Given data:
────────
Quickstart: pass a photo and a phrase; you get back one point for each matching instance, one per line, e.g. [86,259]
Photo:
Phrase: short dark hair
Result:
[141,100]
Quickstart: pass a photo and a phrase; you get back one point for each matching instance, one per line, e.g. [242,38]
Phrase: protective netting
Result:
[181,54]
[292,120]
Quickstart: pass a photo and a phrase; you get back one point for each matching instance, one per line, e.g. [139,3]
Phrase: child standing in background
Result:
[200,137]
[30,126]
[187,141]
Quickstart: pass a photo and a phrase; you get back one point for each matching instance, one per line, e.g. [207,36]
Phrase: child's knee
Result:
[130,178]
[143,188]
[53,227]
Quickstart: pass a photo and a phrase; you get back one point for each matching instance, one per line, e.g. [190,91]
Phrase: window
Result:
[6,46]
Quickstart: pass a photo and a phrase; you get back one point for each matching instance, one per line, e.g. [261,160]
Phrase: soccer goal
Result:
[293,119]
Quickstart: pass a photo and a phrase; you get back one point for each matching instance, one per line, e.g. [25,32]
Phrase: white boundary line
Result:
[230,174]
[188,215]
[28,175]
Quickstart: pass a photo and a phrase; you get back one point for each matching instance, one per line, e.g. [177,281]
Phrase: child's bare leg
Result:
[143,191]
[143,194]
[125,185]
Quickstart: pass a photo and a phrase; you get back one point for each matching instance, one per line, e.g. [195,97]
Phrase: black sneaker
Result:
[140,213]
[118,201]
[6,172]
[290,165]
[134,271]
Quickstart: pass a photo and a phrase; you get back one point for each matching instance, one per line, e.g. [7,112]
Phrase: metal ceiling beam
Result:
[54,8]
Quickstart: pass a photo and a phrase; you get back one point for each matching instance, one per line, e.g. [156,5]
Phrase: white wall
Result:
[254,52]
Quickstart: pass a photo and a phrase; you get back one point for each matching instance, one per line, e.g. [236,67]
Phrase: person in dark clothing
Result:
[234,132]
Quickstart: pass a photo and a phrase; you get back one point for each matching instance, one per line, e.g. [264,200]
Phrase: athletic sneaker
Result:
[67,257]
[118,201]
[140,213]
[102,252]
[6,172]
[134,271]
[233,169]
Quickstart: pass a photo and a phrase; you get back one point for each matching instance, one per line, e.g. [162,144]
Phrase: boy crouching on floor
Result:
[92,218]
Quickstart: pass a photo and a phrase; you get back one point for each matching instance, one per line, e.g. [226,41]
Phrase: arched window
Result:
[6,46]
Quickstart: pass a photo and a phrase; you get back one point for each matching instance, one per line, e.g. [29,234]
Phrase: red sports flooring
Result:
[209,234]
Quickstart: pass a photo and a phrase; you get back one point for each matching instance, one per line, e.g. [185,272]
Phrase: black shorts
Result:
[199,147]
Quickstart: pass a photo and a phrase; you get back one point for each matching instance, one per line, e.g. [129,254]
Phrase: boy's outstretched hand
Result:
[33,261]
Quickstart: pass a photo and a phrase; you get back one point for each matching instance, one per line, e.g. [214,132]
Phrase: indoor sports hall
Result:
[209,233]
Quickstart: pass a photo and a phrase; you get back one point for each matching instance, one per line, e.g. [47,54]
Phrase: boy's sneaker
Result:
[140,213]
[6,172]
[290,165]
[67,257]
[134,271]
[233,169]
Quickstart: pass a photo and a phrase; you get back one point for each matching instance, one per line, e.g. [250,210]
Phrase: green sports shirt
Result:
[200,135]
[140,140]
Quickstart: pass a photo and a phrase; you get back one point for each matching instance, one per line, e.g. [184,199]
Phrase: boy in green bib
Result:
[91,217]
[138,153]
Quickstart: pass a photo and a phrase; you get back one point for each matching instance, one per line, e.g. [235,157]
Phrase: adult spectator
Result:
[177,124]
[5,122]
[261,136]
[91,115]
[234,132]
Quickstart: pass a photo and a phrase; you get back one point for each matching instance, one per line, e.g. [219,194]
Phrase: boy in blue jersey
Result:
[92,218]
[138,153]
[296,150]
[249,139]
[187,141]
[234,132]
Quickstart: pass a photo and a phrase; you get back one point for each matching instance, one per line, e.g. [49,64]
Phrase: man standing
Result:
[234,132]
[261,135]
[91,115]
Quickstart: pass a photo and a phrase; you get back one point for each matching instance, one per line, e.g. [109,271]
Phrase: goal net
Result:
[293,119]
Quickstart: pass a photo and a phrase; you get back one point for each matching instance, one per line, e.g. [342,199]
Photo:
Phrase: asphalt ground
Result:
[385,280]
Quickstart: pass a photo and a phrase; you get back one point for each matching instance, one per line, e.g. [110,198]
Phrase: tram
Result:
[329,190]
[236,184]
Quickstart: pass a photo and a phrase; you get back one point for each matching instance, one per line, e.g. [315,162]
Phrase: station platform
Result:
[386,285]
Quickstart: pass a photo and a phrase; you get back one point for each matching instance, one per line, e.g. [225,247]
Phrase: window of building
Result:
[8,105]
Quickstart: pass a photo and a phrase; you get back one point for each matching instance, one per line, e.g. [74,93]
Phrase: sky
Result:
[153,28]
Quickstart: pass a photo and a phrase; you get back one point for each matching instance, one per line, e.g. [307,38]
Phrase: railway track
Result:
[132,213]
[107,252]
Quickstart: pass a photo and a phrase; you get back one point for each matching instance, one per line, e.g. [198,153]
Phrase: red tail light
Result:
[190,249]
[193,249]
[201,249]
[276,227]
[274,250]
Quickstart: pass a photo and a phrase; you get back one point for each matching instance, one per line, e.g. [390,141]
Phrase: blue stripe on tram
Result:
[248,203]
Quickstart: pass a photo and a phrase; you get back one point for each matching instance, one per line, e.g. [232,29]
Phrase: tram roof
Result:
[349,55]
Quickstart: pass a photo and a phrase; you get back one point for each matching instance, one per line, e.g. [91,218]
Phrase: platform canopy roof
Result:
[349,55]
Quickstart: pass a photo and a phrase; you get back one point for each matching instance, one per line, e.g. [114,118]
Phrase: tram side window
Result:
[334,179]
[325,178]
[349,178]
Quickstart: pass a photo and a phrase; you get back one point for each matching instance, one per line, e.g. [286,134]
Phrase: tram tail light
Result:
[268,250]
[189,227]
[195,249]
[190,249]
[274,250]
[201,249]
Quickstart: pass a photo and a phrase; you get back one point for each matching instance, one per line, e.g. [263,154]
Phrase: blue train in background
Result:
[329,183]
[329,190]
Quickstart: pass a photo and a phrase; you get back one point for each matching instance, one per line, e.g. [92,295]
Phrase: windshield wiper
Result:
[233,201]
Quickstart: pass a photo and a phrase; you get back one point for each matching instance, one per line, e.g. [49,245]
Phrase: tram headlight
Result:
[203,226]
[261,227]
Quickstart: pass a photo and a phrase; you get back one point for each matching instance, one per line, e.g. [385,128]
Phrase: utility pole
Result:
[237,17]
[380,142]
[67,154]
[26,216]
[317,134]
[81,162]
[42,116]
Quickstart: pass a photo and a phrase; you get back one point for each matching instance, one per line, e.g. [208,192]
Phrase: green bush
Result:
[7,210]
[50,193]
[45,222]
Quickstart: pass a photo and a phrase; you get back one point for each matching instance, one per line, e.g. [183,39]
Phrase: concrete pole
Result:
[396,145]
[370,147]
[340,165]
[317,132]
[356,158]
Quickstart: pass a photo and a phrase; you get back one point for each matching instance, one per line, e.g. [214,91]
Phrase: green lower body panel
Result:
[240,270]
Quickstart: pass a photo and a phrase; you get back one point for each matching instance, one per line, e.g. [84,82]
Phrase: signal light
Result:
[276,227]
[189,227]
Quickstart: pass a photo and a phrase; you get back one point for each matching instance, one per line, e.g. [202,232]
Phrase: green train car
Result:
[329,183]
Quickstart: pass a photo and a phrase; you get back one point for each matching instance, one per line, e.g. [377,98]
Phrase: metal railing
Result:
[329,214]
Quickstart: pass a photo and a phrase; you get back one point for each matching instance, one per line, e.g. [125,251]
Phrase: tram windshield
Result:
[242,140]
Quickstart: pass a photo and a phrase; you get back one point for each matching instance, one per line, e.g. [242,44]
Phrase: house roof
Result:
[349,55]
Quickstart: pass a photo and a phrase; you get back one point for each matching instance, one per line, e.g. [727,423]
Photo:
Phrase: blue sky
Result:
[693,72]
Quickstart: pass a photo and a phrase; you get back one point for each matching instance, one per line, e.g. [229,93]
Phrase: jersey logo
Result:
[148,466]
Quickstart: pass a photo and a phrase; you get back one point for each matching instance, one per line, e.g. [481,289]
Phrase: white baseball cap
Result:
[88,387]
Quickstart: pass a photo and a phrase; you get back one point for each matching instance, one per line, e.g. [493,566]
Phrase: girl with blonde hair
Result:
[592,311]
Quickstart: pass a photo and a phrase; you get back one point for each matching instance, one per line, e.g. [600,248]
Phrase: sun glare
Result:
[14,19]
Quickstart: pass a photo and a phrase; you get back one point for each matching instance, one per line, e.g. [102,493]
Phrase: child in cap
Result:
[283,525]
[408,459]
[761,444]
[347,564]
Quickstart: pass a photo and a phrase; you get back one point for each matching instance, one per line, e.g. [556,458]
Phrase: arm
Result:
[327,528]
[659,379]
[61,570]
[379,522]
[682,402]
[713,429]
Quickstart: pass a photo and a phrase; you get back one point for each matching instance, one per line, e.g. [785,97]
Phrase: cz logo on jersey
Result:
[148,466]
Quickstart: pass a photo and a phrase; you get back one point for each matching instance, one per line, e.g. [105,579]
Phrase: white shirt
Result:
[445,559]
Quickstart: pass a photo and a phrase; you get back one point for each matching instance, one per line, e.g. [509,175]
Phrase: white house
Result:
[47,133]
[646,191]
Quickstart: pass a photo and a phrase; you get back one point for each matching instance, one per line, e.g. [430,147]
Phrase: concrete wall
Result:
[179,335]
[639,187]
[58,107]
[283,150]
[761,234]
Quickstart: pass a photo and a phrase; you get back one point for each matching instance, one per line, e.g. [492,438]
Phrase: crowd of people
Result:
────────
Beginning at the line that contains "line, e.g. [556,458]", retype each line of the listing up to and including the last one, exactly as it stands, and nothing else.

In response:
Quickstart: pass a photo and a phrase; you get back one point for each matching instance, one per line, e.g. [556,458]
Phrase: arm
Result:
[327,528]
[659,379]
[61,570]
[379,522]
[682,402]
[713,429]
Quickstart: pass a photo and a phrase; you get back one point for each matching instance, one per line, e.g. [785,97]
Phrase: cz logo on jersey
Result:
[148,466]
Quickstart: pass a photo and a phrase; you get back one point for each matching instance, one per line, e.g. [105,579]
Phrase: white shirt
Result:
[445,559]
Quickstart: pass a photo and a phrase; you get back one point for each matching instance, one per line, e.g. [509,175]
Phrase: white house
Result:
[47,133]
[646,191]
Quickstart: pass a photo and a phrase; you get back one point for each matching instance, one per line, e.g. [430,147]
Phrase: concrete wall
Result:
[179,335]
[639,187]
[58,107]
[283,150]
[761,234]
Quickstart: pass a photo and a phrase; you get back one point for each matching instance, one per line, e.g. [492,438]
Phrase: crowd of people
Result:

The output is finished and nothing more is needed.